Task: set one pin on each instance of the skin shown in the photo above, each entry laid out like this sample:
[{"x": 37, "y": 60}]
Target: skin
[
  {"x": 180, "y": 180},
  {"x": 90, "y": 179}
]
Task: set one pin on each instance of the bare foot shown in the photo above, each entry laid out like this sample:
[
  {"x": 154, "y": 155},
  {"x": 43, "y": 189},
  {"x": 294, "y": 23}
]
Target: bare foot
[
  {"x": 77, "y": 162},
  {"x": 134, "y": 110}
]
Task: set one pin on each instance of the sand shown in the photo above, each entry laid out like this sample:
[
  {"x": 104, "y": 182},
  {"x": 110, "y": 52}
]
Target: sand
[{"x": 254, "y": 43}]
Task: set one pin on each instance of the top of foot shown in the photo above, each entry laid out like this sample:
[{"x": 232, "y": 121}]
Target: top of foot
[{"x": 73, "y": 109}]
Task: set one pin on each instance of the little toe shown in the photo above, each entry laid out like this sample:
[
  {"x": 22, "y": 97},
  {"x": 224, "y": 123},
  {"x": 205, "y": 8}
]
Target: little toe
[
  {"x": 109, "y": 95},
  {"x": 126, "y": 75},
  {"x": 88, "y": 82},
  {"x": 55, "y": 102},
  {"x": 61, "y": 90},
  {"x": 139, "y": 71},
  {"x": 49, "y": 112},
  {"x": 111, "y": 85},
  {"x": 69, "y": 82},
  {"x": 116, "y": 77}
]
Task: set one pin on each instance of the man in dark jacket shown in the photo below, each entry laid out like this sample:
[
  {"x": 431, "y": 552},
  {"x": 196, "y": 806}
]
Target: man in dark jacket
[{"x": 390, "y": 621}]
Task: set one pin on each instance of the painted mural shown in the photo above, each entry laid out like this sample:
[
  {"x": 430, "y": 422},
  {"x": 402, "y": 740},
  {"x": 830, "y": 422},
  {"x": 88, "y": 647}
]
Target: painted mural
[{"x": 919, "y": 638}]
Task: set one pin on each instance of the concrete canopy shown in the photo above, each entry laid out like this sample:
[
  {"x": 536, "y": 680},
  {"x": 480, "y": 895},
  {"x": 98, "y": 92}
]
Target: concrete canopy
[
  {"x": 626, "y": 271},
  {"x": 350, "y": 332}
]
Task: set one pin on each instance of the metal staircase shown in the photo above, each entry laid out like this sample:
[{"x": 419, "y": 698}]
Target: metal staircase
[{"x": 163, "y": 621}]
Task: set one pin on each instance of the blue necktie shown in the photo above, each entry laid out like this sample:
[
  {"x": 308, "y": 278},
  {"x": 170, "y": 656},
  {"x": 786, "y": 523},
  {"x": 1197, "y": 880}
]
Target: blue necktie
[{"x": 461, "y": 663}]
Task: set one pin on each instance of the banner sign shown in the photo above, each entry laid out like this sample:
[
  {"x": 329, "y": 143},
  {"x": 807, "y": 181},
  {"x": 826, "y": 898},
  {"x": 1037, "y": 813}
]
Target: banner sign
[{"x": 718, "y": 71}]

**OBJECTIVE**.
Copy the listing from the line containing "Task: set one pin on each instance of the metal" through its end, both included, and switch "blue necktie" to "red necktie" wherever it appears, leaving everything else unchanged.

**IN RESPONSE**.
Task: set one pin on each instance of the metal staircase shown in the photo above, each entry laid out like this sample:
[{"x": 419, "y": 698}]
Target: metal staircase
[{"x": 163, "y": 621}]
Task: set one pin on each instance of the red necktie shown in the photo above, each entry laid out like this sample:
[
  {"x": 308, "y": 278},
  {"x": 170, "y": 656},
  {"x": 786, "y": 523},
  {"x": 1197, "y": 880}
]
Target: red necktie
[{"x": 461, "y": 663}]
Task: set one pin on each instance of the banner sign shown in the photo above, each entry laid out like this sample:
[
  {"x": 329, "y": 143},
  {"x": 807, "y": 181},
  {"x": 826, "y": 898},
  {"x": 1037, "y": 813}
]
Target: banner sign
[{"x": 718, "y": 71}]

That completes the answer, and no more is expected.